[A run of records]
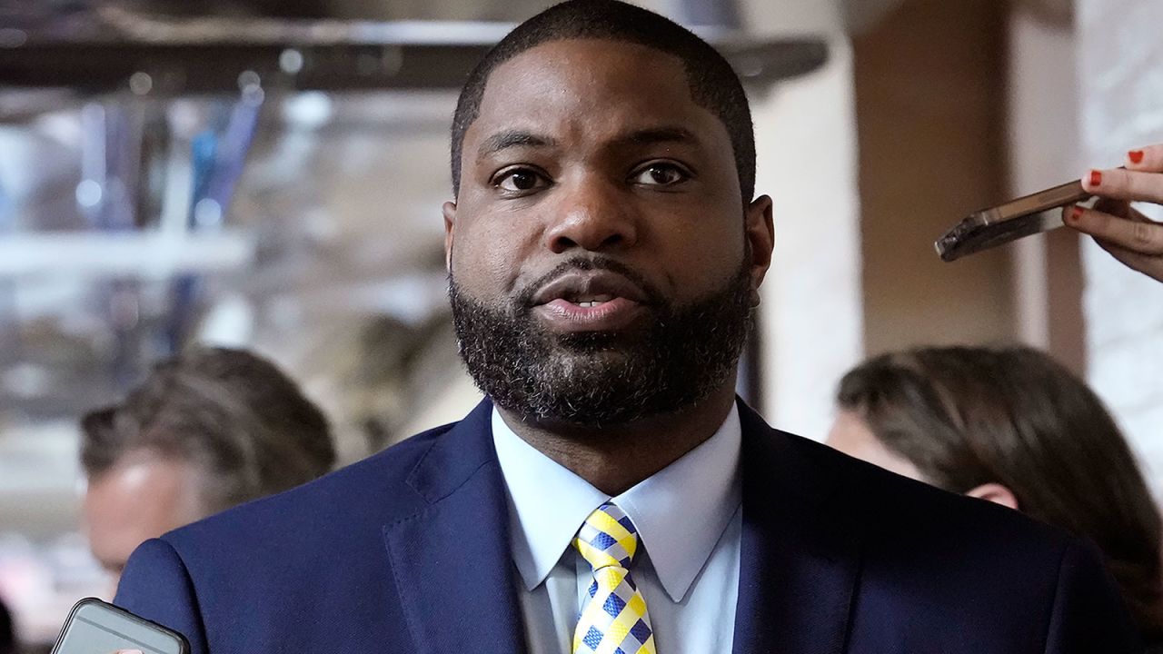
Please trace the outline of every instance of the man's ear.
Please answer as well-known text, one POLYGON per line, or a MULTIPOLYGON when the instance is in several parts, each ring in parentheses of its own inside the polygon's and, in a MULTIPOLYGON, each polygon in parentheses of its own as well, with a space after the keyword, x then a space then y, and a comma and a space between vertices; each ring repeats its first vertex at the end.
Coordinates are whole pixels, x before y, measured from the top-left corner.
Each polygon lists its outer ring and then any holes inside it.
POLYGON ((456 202, 444 202, 444 270, 452 272, 452 233, 456 232, 456 202))
POLYGON ((1001 506, 1008 506, 1014 511, 1021 511, 1018 506, 1018 497, 1007 489, 1006 486, 997 483, 982 484, 975 489, 970 489, 966 492, 969 497, 976 497, 994 504, 1000 504, 1001 506))
POLYGON ((776 247, 776 226, 771 218, 771 197, 759 196, 744 209, 744 237, 751 256, 751 306, 759 304, 759 284, 771 268, 771 251, 776 247))

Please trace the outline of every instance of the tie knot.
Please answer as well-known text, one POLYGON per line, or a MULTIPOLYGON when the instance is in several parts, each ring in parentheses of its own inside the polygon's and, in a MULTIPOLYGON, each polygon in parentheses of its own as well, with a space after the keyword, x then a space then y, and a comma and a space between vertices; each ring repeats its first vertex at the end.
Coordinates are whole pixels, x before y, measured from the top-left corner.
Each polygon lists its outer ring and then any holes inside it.
POLYGON ((625 511, 607 502, 585 519, 573 547, 594 570, 609 566, 628 569, 638 549, 638 531, 625 511))

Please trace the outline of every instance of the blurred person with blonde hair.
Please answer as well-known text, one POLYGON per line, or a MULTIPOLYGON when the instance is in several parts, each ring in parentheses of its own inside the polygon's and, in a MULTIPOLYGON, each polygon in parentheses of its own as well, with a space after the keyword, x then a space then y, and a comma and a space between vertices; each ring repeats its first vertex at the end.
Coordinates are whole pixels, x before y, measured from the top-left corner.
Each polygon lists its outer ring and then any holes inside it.
POLYGON ((1163 644, 1161 519, 1114 419, 1023 348, 885 354, 840 383, 828 445, 1098 545, 1147 642, 1163 644))
POLYGON ((158 363, 117 405, 81 419, 84 519, 120 575, 151 538, 328 472, 323 413, 248 351, 198 348, 158 363))

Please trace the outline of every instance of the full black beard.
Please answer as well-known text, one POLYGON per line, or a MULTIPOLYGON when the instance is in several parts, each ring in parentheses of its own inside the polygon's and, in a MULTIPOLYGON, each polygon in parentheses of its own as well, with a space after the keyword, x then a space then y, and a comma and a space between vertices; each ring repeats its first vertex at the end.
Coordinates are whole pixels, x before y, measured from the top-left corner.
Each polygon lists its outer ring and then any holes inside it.
POLYGON ((693 406, 734 372, 751 325, 749 269, 722 289, 675 306, 618 262, 575 260, 530 284, 502 308, 469 298, 449 277, 461 358, 477 386, 527 420, 623 425, 693 406), (571 269, 608 269, 642 286, 654 320, 622 333, 554 334, 531 297, 571 269))

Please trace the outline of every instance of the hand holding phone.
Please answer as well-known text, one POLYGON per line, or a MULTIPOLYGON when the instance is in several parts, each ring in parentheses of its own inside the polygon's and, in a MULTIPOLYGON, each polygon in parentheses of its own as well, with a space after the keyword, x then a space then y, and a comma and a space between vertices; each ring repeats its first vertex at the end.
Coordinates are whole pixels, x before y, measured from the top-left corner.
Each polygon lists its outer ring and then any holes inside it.
POLYGON ((176 631, 92 597, 69 612, 52 654, 190 654, 176 631))
POLYGON ((1066 225, 1093 236, 1127 268, 1163 282, 1163 222, 1132 206, 1163 205, 1163 143, 1130 150, 1125 168, 1093 170, 1083 182, 1103 199, 1092 208, 1069 207, 1066 225))

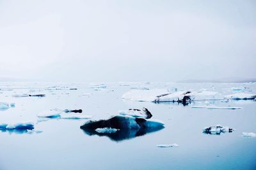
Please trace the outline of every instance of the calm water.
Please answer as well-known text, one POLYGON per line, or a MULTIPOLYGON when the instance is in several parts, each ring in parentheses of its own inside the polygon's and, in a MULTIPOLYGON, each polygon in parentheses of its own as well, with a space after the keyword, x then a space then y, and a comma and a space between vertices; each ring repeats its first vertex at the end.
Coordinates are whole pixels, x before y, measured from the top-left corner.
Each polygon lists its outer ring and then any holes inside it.
POLYGON ((243 132, 256 132, 255 101, 212 103, 243 108, 227 110, 122 99, 122 94, 133 88, 207 89, 230 94, 236 92, 230 88, 244 87, 248 87, 246 92, 255 93, 255 83, 105 85, 106 89, 95 90, 97 89, 89 83, 1 83, 0 102, 15 103, 15 107, 0 111, 0 123, 32 121, 36 123, 35 129, 42 132, 0 132, 0 169, 256 169, 256 138, 241 136, 243 132), (23 93, 45 94, 46 97, 12 96, 23 93), (115 138, 90 135, 80 129, 86 120, 53 119, 36 124, 37 114, 54 108, 82 109, 83 114, 98 119, 116 114, 118 110, 143 107, 151 111, 153 118, 164 122, 165 128, 136 138, 131 132, 115 141, 115 138), (204 127, 215 124, 236 131, 220 136, 202 132, 204 127), (156 147, 175 143, 179 147, 156 147))

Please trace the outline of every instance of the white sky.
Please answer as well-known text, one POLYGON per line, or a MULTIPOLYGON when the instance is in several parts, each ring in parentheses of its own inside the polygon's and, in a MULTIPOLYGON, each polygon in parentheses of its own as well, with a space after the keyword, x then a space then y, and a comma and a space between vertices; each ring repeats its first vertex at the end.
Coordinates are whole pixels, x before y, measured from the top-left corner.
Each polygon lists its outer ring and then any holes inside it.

■ WRITTEN REQUEST ■
Copy out all of the lines above word for word, omitting the pictures.

■ TASK ANSWER ■
Please trace the outline of every instance of the man's ear.
Please answer as well-known text, one POLYGON per line, or a MULTIPOLYGON when the instance is in several parts, each ring in parentheses of its own inside the polygon's and, in a MULTIPOLYGON, each polygon in parentheses of its own as well, with a space after the keyword, x then a space then y, and a comma and a space between vertices; each ring repeats its first vertex at the end.
Coordinates are whole pixels, x before y, measured from the top-left corner.
Each polygon lists its outer ring and then any holes inside it.
POLYGON ((456 202, 444 202, 444 270, 452 272, 452 233, 456 232, 456 202))
POLYGON ((1001 506, 1008 506, 1014 511, 1021 511, 1018 506, 1018 497, 1007 489, 1006 486, 997 483, 982 484, 975 489, 970 489, 966 492, 969 497, 976 497, 994 504, 1000 504, 1001 506))
POLYGON ((776 247, 776 226, 771 218, 771 197, 759 196, 744 209, 744 237, 751 256, 751 306, 759 304, 759 284, 771 268, 771 251, 776 247))

Please trace the outline of every instance of the tie knot.
Please answer as well-known text, one POLYGON per line, or a MULTIPOLYGON when the instance is in several parts, each ring in parentheses of its own inside the polygon's and, in a MULTIPOLYGON, each polygon in parentheses of its own as well, with a space after the keyword, x then a space then y, and a comma and a space between vertices; each ring repeats its first vertex at the end.
Coordinates are whole pixels, x before y, measured from the top-left corner.
Each polygon lists its outer ring and then any holes inside it.
POLYGON ((625 511, 607 502, 585 519, 573 547, 594 570, 609 566, 628 569, 638 549, 638 531, 625 511))

Please trace the outline of every instance of the blurred person with blonde hair.
Please answer as well-known text, one POLYGON per line, or a MULTIPOLYGON when the instance is in several parts, each ring in parentheses of its own inside the polygon's and, in a MULTIPOLYGON, each polygon in parentheses of its own as well, with a space after the keyword, x then a space then y, and a comma and a space between vertices; each ring repeats its first vertex at the end.
Coordinates are whole pixels, x before y, measured from the top-left corner.
Each polygon lists its outer ring and then any holes inside it.
POLYGON ((1163 644, 1161 519, 1114 419, 1023 348, 885 354, 840 383, 828 445, 1098 545, 1147 642, 1163 644))
POLYGON ((158 363, 117 405, 81 419, 84 519, 120 575, 151 538, 328 472, 323 413, 248 351, 198 348, 158 363))

Please trace the outline of every instance of the full black beard.
Please answer as well-known text, one POLYGON per line, or a MULTIPOLYGON when the instance is in several parts, each ring in parentheses of its own inside the polygon's and, in a MULTIPOLYGON, each polygon in parentheses of its own as well, with a space after the keyword, x then a space then y, and a comma and a space between vertices; each ring repeats its first vertex at the end.
Coordinates are whole pixels, x before y, measured from the top-left corner.
Each polygon lists its outer ring and then any holes inside it.
POLYGON ((693 406, 734 372, 751 325, 749 269, 722 289, 675 306, 618 262, 575 260, 530 284, 502 308, 469 298, 449 277, 461 358, 477 386, 527 420, 623 425, 693 406), (571 269, 608 269, 642 286, 654 320, 622 333, 554 334, 531 297, 571 269))

Please trace the outline of every instance of the hand holding phone.
Please answer as well-known text, one POLYGON per line, or a MULTIPOLYGON when the instance is in several parts, each ring in parentheses of its own inside the polygon's and, in a MULTIPOLYGON, each polygon in parentheses of its own as well, with a space after the keyword, x then a space then y, and a comma and a space between vertices; each ring repeats its first vertex at the end.
Coordinates are whole pixels, x before y, measured from the top-left corner.
Each polygon lists its outer ring and then any holes inside it.
POLYGON ((176 631, 92 597, 69 612, 52 654, 190 654, 176 631))
POLYGON ((1066 225, 1093 236, 1127 268, 1163 282, 1163 222, 1132 206, 1163 205, 1163 143, 1130 150, 1125 168, 1093 170, 1083 182, 1103 199, 1092 208, 1069 207, 1066 225))

Please trace the outline of every instance of the calm water.
Please answer as well-known text, one POLYGON per line, or a MULTIPOLYGON when the instance is in several parts, each ring in parentheses of its own inside the polygon's and, in a MULTIPOLYGON, each polygon in parentheses of its own as well, with a space after the keyword, x then a space then y, and a comma and a space between vertices; each ring repeats its first vertex at the end.
Coordinates are whole pixels, x before y, measured from the top-left corner.
Each polygon lists its outer ring and then any holes inside it.
POLYGON ((243 132, 256 132, 255 101, 212 103, 243 108, 227 110, 122 99, 122 94, 133 88, 207 89, 230 94, 236 92, 230 88, 244 87, 248 87, 246 92, 255 93, 255 83, 105 85, 106 89, 95 90, 97 89, 89 83, 1 83, 0 102, 15 103, 15 107, 0 111, 0 123, 32 121, 36 123, 35 129, 42 132, 0 132, 0 169, 256 169, 256 138, 241 136, 243 132), (23 93, 45 94, 46 97, 12 96, 23 93), (115 138, 90 135, 80 129, 86 120, 53 119, 36 124, 37 114, 54 108, 82 109, 83 114, 98 119, 116 114, 118 110, 143 107, 151 111, 153 118, 164 122, 165 128, 136 138, 131 132, 115 141, 115 138), (204 127, 215 124, 236 131, 220 136, 202 132, 204 127), (156 147, 175 143, 179 147, 156 147))

Please trace the outline of every instance of the white sky.
Please answer as well-known text, one POLYGON per line, or a MULTIPOLYGON when the instance is in several parts, each ring in parentheses of its own inside the polygon's and, in a MULTIPOLYGON, each polygon in parentheses of its own as well, with a space after the keyword, x then a space then y, and a comma and a space between vertices; each ring repeats its first vertex at the end.
Coordinates are whole pixels, x before y, measured from the top-left corner.
Each polygon lists its outer ring and then any holes inside it.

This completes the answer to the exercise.